DOCUMENT SEGMENT.

****

This savory jam is well-matched with pates and terrines, or on roasted meats and chicken. Recipe from: Executive Chef Staffan Terje, Scala's Bistro, San Francisco, California
One caveat: "Simmer until almost all liquid has evaporated..." took the better part of 4 hours. Not like it took more than a casual check every now and again, but not something to start when you need to leave the house in short order.
Our favorite way to enjoy this treat (so far) is atop warmed Brie.
Friday, December 7, 2007
Roast Chicken with Herbs and Butter is one of those simple recipes, more a technique really than a recipe, and depending upon the quantities prepared, you can find yourself with a delicious meal and past that, with roast chicken ready and available for use in any number of other dishes.
The only way to go wrong with this recipe (and believe me, if there IS a way I will find it), is to overcook this and be left with dry chicken whose flavor has all gone into the pan juices. The best way to avoid this for me has been to get the chicken pieces sorted out according to size in two pans, and take the pan with the smaller pieces out 10 minutes after turning to rest and finish cooking through. Another option I employ is to cut the chicken breasts into two pieces if they are especially large. And, again, it is best to test for doneness after 10 minutes unless you know your oven (or your protein) really well.
Two meals or more from the energy of one? That always makes for a pretty Merry day in my book.
Without further ado:
Roast Chicken with Herbs and Butter
4 (skin on) chicken breast halves or 8 thighs or drumsticks or any combination
8 pats of butter for a total of 2-3 tablespoons
4 teaspoons fresh rosemary leaves (or 2 tsp fresh tarragon, or 2 tbsp snipped fresh dill) or to taste
salt and pepper
1 lemon, cut into quarters
Heat oven to 500 degrees. Loosen skin of chicken and insert a pat or two of butter, depending on size of pieces, and a portion of herbs under the skin.
Sprinkle skin with salt and pepper and place pieces, skin side up, in a roasting pan just large enough to accommodate chicken.
Roast, turning pan from front to back once after 15 minutes (do not turn pieces).
Chicken is usually done when nicely browned, 10 to 15 minutes later (about 30 minutes total). You can cut into a piece or two to make sure juices are running clear.
Serve hot or warm, with lemon wedges.

****

(Dataset entries)
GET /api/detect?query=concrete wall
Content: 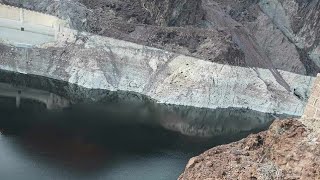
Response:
[302,74,320,119]
[0,4,66,29]
[0,4,20,21]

****

WHAT TO WORK ON.
a: Repeat the stretch of the recipe post from "Chicken is usually" through "with lemon wedges.".
b: In the recipe post, what oven temperature is set for the roast chicken?
c: Write the next part of the recipe post, picking up after its final sentence.

RESULTS FOR EACH TASK.
a:
Chicken is usually done when nicely browned, 10 to 15 minutes later (about 30 minutes total). You can cut into a piece or two to make sure juices are running clear.
Serve hot or warm, with lemon wedges.

b: 500 degrees

c:
Yield: 4 servings
Time: 40 minutes
Monday, December 3, 2007
There is nothing quite as satisfying as baking up treats to share with people you love. The breads featured in the photo are part of an array of yummies a small group I belong to at my church offered up to go with our weekly Fair Trade coffee recently. It was fun to make them and more fun to watch them being devoured with appreciation by people I worship with week in and week out.
But. With all that baking I was not doing anything real to feed hungry people who can't feed themselves, and this time of year especially I feel we are ALL called to do just that. As we waddle away from the officially designated Feast Day of Thanks, I am reminded there are still folks, right here where I live, who do not have enough nutritious food to eat on a daily basis. I know I want to do something, but what?
As I was out collecting leaves to mulch one of my garden beds last Monday, I got my answer. My across the street neighbor asked if my husband and I would "mind" having her Brownie Scout Troop stop by Sunday afternoon as part of their "Caroling for Cans" event. I told her we'd be delighted.
Yesterday Troop 844 went door to door in our neighborhood to share a couple of songs in return for collecting non-perishable goods for the Capital Area Food Bank. In addition to being some of the cutest carolers EVER, they are learning, as six year olds, that they are able to do something important to help other people less fortunate than themselves.
Did we "mind"? So far that miniature serenade has been one of the highlights of our holidays.I know I can't eradicate world hunger but I can do something. I can donate to my area food bank. And now I have. Won't you join me?